- DATA SECTION -
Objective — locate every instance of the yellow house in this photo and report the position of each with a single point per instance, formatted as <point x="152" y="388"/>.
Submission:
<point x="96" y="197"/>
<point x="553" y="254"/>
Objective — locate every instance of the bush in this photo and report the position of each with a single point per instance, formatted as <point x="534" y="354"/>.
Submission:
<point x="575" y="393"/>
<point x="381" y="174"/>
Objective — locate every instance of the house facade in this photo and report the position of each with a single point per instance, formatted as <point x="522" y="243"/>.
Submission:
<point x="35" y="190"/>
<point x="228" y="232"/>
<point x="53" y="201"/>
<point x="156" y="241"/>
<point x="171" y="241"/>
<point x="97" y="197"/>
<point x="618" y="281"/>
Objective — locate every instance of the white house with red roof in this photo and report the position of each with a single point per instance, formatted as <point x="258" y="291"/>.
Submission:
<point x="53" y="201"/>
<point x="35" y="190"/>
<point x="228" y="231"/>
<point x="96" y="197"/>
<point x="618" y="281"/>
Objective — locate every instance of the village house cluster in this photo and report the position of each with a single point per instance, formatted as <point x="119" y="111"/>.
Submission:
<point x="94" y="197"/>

- OBJECTIVE -
Reproduce every line of the records above, requests included, and add 110 to both the x and y coordinates of each point in the answers. The sample coordinates inside the requests stay as they are.

- RESPONSE FOR THIS EXERCISE -
Objective — locate every instance of the yellow house in this photo and report the position of each with a single point per instance, formatted as <point x="152" y="388"/>.
Submission:
<point x="206" y="307"/>
<point x="663" y="364"/>
Objective — locate every instance of the bush in this photo and report the position of each with a single point per instance, formatted as <point x="534" y="354"/>.
Submission:
<point x="685" y="503"/>
<point x="491" y="284"/>
Objective — locate every instance of the house facade in this photo and report the position of each with a single point per instance, formatted as <point x="522" y="243"/>.
Submission:
<point x="145" y="300"/>
<point x="338" y="342"/>
<point x="163" y="311"/>
<point x="266" y="351"/>
<point x="281" y="351"/>
<point x="207" y="307"/>
<point x="728" y="391"/>
Objective — locate every instance of the white house with red roof in this photo and report the position of each with a single point per instance, formatted as <point x="258" y="291"/>.
Submission:
<point x="163" y="311"/>
<point x="145" y="300"/>
<point x="338" y="341"/>
<point x="206" y="307"/>
<point x="728" y="391"/>
Objective — locate every instance of the village house cluster in this photo and report the position of each with a single point per instance, formatted as <point x="119" y="111"/>.
Submission:
<point x="204" y="307"/>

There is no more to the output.